_Assignment_
Please return every line of the records below that holds the word "white".

[Dataset entries]
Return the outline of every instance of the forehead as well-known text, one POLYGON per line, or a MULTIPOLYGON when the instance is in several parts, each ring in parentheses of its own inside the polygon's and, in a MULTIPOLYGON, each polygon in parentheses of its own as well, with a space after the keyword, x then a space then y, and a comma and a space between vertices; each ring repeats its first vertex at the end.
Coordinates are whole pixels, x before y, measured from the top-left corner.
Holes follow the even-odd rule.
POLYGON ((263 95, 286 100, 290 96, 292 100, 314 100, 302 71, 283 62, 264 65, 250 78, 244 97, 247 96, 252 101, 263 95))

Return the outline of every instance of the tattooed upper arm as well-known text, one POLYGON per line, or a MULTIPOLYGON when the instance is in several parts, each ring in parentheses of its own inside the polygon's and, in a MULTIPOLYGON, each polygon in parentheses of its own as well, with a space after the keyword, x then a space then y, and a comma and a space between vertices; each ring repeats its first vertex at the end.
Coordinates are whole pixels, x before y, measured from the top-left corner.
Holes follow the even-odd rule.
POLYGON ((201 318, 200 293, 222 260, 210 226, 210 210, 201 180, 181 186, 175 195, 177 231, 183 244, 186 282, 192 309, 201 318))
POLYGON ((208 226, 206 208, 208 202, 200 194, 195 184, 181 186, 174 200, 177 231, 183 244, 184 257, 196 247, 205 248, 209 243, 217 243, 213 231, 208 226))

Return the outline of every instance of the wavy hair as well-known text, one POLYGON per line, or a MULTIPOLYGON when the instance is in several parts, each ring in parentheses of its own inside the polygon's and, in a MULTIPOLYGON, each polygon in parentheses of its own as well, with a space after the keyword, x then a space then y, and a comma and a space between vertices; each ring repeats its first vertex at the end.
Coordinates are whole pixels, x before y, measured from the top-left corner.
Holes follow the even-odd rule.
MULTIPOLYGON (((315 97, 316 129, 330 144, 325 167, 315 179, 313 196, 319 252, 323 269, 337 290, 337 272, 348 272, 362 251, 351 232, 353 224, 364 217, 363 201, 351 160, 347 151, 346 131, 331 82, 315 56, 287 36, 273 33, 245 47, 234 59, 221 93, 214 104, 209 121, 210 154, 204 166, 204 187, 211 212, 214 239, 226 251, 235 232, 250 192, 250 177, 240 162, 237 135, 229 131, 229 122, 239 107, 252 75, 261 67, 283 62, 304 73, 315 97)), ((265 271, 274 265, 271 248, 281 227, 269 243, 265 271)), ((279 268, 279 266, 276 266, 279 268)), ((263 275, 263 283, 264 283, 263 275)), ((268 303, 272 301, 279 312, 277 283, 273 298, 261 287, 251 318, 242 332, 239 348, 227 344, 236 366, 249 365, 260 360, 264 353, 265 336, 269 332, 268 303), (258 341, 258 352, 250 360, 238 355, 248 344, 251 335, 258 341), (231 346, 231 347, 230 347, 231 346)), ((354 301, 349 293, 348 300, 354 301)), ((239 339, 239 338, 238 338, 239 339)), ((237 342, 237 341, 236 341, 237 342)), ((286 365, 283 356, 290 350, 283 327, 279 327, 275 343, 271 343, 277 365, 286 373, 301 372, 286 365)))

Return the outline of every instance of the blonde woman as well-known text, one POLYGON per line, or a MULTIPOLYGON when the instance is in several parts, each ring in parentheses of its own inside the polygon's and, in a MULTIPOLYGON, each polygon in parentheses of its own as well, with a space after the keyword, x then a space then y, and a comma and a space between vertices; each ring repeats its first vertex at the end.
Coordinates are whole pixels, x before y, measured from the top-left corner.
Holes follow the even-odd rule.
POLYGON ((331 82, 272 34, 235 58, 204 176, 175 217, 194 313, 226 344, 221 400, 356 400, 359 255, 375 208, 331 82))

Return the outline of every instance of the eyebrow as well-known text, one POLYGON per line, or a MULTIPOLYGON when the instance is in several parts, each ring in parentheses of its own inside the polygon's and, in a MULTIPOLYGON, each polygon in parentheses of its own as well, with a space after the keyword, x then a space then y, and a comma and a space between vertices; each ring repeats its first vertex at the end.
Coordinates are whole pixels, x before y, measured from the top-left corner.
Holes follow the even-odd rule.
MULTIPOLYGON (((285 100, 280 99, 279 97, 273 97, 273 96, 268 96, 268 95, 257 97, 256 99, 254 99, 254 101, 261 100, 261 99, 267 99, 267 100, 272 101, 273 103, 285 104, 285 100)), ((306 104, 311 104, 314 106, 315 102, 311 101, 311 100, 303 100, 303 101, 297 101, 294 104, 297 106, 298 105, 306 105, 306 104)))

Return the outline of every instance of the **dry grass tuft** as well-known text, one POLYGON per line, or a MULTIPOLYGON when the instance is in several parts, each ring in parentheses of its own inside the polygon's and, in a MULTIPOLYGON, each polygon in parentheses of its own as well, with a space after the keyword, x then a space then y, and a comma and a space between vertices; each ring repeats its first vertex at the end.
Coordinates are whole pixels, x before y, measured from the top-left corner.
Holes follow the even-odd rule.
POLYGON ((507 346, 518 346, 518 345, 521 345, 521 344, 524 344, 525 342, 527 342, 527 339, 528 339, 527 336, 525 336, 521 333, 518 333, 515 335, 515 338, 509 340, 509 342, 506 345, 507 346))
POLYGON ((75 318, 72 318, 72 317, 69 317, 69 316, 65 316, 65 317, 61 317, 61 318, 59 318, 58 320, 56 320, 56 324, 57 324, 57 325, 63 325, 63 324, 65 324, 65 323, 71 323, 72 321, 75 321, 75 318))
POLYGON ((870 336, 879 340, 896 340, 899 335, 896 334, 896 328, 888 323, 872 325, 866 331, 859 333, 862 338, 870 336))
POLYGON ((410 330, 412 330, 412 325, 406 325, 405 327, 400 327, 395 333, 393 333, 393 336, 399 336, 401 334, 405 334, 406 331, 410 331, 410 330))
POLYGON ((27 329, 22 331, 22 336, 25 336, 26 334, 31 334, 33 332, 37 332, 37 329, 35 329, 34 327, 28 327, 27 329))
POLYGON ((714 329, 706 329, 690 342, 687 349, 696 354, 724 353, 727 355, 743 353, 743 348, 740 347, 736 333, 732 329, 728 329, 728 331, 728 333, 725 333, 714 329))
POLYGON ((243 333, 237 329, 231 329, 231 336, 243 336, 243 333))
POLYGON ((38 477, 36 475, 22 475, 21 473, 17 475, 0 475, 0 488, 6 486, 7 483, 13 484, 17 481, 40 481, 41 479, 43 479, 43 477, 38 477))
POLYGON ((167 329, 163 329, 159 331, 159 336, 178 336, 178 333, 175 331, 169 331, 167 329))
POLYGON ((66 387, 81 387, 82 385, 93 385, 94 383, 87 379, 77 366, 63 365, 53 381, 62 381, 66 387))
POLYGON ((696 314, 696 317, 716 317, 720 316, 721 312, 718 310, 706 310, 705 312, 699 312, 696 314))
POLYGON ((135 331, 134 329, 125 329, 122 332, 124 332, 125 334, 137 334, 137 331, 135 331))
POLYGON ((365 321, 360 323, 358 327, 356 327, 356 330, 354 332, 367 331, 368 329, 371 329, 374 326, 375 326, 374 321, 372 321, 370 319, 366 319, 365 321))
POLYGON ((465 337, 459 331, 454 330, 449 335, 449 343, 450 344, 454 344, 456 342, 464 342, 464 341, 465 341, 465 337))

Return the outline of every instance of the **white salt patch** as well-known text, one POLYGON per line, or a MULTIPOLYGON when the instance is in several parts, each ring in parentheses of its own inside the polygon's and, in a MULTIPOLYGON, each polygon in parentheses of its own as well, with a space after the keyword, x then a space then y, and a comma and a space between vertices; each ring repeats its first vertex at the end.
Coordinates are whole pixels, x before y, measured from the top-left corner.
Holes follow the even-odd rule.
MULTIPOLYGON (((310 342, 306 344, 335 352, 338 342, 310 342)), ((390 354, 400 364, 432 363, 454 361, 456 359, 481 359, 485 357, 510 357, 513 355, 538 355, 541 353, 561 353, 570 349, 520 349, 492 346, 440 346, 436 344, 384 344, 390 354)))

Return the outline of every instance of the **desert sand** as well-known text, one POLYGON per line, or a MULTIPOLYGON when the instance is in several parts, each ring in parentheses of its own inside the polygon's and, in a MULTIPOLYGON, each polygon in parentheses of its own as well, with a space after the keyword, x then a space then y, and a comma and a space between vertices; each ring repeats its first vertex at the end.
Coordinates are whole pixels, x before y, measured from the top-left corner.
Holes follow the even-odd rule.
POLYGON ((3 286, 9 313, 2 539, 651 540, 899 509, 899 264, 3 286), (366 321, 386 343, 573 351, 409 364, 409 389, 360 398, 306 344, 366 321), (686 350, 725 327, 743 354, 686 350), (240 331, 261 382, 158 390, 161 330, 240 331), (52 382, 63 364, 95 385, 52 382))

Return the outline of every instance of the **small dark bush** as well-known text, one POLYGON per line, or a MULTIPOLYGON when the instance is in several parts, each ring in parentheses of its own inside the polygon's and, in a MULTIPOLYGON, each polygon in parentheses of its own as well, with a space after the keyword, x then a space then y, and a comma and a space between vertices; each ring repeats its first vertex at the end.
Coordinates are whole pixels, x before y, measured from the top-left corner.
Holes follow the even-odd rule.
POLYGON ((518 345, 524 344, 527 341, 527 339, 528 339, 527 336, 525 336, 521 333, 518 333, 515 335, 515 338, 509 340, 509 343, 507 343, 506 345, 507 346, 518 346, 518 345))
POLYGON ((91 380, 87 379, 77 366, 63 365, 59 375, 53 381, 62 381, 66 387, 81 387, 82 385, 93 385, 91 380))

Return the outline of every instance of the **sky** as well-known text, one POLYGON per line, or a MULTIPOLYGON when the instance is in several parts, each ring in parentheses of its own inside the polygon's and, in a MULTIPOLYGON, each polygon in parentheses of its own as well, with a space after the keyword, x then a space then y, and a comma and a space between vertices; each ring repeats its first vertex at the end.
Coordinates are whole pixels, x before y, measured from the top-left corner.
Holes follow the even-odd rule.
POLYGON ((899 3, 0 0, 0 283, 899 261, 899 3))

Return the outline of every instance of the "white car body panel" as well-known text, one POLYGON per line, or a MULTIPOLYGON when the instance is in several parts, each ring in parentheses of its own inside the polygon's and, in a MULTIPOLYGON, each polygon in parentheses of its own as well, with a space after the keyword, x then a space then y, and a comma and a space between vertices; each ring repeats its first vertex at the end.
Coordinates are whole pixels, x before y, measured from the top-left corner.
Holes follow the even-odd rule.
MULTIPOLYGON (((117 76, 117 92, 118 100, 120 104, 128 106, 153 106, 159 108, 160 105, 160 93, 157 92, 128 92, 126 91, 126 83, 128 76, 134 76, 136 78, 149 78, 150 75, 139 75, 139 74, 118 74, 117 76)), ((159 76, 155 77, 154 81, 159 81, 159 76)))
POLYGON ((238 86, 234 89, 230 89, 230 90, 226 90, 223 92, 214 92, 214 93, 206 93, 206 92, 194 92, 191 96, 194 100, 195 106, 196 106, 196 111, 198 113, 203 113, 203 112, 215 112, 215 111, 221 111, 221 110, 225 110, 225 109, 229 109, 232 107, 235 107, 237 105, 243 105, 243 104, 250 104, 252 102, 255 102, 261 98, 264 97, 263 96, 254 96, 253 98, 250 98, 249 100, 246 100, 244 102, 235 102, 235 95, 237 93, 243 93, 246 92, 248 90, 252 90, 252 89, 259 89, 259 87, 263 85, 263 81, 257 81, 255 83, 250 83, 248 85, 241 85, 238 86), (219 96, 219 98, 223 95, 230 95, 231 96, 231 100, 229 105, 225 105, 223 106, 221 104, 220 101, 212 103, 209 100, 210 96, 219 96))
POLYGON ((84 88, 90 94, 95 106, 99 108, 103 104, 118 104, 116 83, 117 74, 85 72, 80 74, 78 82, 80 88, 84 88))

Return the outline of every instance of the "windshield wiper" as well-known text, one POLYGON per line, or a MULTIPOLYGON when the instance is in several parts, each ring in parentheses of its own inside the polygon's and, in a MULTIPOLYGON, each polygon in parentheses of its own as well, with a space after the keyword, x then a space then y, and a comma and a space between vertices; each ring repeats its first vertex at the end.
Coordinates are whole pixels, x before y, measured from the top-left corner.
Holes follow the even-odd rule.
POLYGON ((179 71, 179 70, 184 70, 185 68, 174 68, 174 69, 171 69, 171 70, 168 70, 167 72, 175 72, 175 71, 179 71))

_Answer space_
Return the outline of every instance of the **white salt patch** as well-known text, one POLYGON per line, or a MULTIPOLYGON when the instance is in several parts, each ring in parentheses of its own inside the polygon's and, in a MULTIPOLYGON, each polygon in parentheses of its own as well, with a space after the keyword, x then a space then y, and a comma and a space between vertices; each ring repeats its first vertex at the end.
Return the outline of every instance of the "white car body panel" as well-known text, one POLYGON per line, or a MULTIPOLYGON when the instance is in several parts, each ring in parentheses of its own inside the polygon's and, in a MULTIPOLYGON, each polygon in parentheses of its own as well, with a space after the keyword, x then a space then y, and a comma and a space between vertices; each ring repeats its first vertex at the end.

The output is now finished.